--- Document segment ---
-----

Summary (3 min read)

Introduction

  • During infection, viruses first recognize and then enter their target cells.
  • The spike S1 subunit recognizes the human target cell by binding to the ACE2 receptor, and the S2 subunit then facilitates fusion of the viral membrane with host cellular membranes. [1] [2] [3].
  • As the membrane composition and pH of the endosome change, structural rearrangements may be induced in the S protein that facilitate membrane fusion.
  • Mutation studies by Madu et al. confirmed the importance of the LLF motif for the fusion activity of the FP.

The FP in solution forms two short amphipathic helices

  • Formed by consecutive residues, the LLF motif is spread across both faces of the NTH, as the two leucines are part of the predicted hydrophobic face and the phenylalanine is not.
  • In their simulation of FP in aqueous solution, the first segment expanded to the beginning of the second segment to form a single contiguous helix (AH2), the remainder of the second segment unfolded, and the third segment retained its helical structure.
  • These two distinct short helices (AH2 and CTH) are connected via a short loop.
  • Whereas the amino-acid sequence of CTH is highly conserved and shows no strong amphipathic properties, AH2 is less conserved but carries a strong hydrophobic moment .

NTH binds membranes with its amphipathic face

  • The authors reasoned that the two amphipathic helices NTH and AH2 may insert into the human membranes to anchor the S protein for membrane fusion.
  • In all three cases in which the NTH established the first stable contact, the binding followed a consistent path.
  • In the remaining insertion event into the endosomal membrane, the NTH established stable binding without F823 flipping in the simulated time and hence the helix remained on top of the membrane interface.
  • In the simulations with the mimetic of the outer leaflet of the plasma membrane, the authors observed one spontaneous NTH binding event, after the CTH and AH2 had already been inserted for more than 5 µs .
  • All three helices stayed bound to the membrane for ⇡ 0.5 µs until the NTH lost membrane contact.

-----

--- Dataset extract ---
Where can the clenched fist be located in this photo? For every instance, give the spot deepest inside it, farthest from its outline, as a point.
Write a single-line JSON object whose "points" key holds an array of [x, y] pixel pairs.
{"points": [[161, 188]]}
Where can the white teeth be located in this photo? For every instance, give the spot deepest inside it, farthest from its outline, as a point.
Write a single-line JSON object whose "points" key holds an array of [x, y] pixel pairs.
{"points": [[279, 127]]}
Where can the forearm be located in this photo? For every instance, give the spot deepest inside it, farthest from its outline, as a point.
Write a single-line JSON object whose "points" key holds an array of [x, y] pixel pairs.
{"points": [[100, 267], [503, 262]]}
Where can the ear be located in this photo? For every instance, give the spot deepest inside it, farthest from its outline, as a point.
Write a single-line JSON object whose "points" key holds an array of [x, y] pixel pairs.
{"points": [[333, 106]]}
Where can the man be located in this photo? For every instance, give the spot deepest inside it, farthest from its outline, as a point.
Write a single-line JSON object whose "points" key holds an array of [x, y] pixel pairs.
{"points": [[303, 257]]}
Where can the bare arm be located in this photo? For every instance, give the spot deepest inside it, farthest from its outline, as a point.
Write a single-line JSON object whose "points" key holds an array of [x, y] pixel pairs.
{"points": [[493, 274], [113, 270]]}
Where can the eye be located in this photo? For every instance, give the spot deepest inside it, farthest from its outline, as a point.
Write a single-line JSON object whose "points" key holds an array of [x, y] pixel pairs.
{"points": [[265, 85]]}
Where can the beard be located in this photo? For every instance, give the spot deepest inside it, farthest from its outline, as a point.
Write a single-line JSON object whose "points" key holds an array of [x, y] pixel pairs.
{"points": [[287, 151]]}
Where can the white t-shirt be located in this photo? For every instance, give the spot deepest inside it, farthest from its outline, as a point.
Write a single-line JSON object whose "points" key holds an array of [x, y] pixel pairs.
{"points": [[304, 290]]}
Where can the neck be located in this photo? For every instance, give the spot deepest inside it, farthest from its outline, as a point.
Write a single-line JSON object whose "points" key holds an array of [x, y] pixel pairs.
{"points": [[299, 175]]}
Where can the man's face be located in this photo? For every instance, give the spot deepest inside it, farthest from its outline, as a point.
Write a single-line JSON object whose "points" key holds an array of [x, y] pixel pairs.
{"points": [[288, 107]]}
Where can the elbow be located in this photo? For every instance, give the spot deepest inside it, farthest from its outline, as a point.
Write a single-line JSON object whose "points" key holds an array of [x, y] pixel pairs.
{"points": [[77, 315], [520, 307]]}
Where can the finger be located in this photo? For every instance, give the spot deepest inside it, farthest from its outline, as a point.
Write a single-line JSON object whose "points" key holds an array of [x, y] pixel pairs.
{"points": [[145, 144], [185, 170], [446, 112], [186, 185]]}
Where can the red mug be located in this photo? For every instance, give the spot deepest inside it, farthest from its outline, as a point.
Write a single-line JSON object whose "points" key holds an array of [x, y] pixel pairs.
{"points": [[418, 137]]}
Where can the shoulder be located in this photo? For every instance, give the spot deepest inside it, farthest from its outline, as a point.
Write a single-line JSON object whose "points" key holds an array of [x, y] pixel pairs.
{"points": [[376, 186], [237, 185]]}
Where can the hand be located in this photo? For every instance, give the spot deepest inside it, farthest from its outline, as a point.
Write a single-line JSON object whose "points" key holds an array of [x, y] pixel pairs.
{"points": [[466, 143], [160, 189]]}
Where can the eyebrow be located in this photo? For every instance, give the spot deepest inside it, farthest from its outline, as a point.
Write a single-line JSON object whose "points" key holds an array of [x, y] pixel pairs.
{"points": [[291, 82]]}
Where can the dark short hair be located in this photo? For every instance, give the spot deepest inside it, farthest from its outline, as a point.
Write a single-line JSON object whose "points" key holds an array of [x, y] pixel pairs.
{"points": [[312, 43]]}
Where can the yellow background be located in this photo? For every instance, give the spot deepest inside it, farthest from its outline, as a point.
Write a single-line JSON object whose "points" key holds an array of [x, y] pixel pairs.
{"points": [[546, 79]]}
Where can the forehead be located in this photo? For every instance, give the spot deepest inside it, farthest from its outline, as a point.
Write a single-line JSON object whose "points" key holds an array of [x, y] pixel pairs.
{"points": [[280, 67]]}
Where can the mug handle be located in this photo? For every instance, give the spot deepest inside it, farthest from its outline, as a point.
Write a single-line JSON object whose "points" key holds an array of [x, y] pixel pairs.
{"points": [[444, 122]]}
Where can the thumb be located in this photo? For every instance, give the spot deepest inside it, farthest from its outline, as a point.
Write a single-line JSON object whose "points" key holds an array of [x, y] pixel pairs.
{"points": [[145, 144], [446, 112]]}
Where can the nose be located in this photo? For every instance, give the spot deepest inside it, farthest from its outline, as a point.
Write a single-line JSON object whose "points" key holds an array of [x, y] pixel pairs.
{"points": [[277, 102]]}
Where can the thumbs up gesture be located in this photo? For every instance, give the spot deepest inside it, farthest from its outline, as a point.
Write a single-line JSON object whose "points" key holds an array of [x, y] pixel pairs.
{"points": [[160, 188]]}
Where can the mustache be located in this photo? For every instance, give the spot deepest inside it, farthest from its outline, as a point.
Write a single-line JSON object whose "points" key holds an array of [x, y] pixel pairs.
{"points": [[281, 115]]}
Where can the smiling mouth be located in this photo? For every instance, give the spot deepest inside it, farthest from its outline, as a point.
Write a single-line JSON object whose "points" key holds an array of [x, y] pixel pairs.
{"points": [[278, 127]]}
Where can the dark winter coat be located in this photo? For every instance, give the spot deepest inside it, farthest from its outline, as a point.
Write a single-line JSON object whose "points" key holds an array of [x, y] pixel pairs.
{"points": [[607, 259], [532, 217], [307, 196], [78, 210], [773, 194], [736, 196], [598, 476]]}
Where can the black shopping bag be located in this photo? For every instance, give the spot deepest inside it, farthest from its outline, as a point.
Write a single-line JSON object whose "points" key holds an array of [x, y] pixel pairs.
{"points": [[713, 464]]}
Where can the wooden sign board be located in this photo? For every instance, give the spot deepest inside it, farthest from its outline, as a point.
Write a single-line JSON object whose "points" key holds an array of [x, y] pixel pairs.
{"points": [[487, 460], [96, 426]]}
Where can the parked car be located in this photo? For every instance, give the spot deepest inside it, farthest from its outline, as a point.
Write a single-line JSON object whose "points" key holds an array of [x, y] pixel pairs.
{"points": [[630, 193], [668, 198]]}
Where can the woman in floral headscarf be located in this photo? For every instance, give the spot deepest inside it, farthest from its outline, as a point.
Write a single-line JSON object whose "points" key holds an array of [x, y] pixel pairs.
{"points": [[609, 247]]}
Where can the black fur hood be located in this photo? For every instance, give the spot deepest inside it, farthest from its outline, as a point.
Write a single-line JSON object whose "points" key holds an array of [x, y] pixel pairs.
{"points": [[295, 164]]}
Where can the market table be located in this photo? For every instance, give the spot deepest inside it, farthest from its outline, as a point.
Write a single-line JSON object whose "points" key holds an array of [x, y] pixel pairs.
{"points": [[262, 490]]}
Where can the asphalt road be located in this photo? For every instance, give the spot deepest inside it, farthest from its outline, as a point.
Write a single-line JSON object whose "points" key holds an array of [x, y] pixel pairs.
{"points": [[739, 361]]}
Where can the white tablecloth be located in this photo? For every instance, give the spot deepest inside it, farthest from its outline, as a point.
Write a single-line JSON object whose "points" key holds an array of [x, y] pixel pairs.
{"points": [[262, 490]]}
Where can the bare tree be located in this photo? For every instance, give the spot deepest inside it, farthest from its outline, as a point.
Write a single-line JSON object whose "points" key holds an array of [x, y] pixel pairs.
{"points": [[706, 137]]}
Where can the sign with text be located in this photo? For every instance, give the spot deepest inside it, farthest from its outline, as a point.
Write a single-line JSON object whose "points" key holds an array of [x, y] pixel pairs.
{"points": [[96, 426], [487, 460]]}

-----

--- Problems to solve ---
a: In the fusion peptide summary, copy the passage from "The FP in solution" up to and including "phenylalanine is not.".
b: Based on the fusion peptide summary, say whether each statement agrees with it. (i) The S2 subunit binds to the ACE2 receptor. (ii) The amino-acid sequence of CTH is highly conserved. (iii) In the plasma membrane mimetic simulations, the NTH bound before the CTH and AH2 were inserted.
c: Extend the fusion peptide summary past its final sentence.

--- Written responses ---
a:
The FP in solution forms two short amphipathic helices

  • Formed by consecutive residues, the LLF motif is spread across both faces of the NTH, as the two leucines are part of the predicted hydrophobic face and the phenylalanine is not.

b:
(i) No: "The spike S1 subunit recognizes the human target cell by binding to the ACE2 receptor"
(ii) Yes: "the amino-acid sequence of CTH is highly conserved"
(iii) No: "after the CTH and AH2 had already been inserted for more than 5 µs"

c:
The C-terminus of the FP binds via flexible elements

  • In all their simulations, the authors observed membrane binding also with the C-terminal end of the FP.
  • Binding involved AH2, the CTH and flexible elements flanking AH2 at both ends.
  • In some cases, these membrane interactions were relatively short lived , in other cases binding was stable for more than 6 µs.
  • The short hydrophobic stretches that inserted most frequently are centered around residues I834, L841 and I844.
  • Notably however, the short AH2 and to an even larger extent the CTH, in some cases partially unfolded to flexible amphipathic structures when bound to the membranes .

The inserted NTH can withstand high pulling forces

  • This process mimics the forces experienced by the FP during its presumed primary function of pulling host and viral membrane into proximity.
  • By pulling the C-terminal end up via a harmonic spring moving at constant velocity, the force applied to the peptide increases more or less linearly in time, until peptide segments, and ultimately the entire peptide, are pulled out of the membrane.
  • By pulling the bound NTH out of the endosomal membrane, the authors found that the binding of the NTH alone can withstand pulling forces between 40 and 65 pN.
  • Higher forces were needed to pull the NTH out of the deeply bound state with inserted F823 .
  • Interestingly, even though F823 was pulled out of the membrane along this path , the shallow state did not appear as a distinct intermediate in the pulling traces.

Additional insertion of AH2 and CTH dramatically stabilize membrane anchoring

  • The authors performed additional pulling simulations with the full length FP, starting from a binding mode with all three helices inserted into the membrane interface.
  • One might assume that these peaks were the result of the CTH and AH2 detaching individually.
  • Visual inspection revealed that this is not the case.
  • In 35% of the simulations the entire peptide was detached from the membrane after the second force peak, meaning that all three helices detached nearly simultaneously with the detachment of I844.
  • This then resulted in a series of additional force peaks, with rupture forces in the same regime as for the isolated NTH fragment.

Discussion

  • Two separate binding regions increase the likelihood to stay bound under load Due to the connection via a long disordered linker, the NTH and the two more C-terminal helices, AH2 and CTH, act relatively independent from one another.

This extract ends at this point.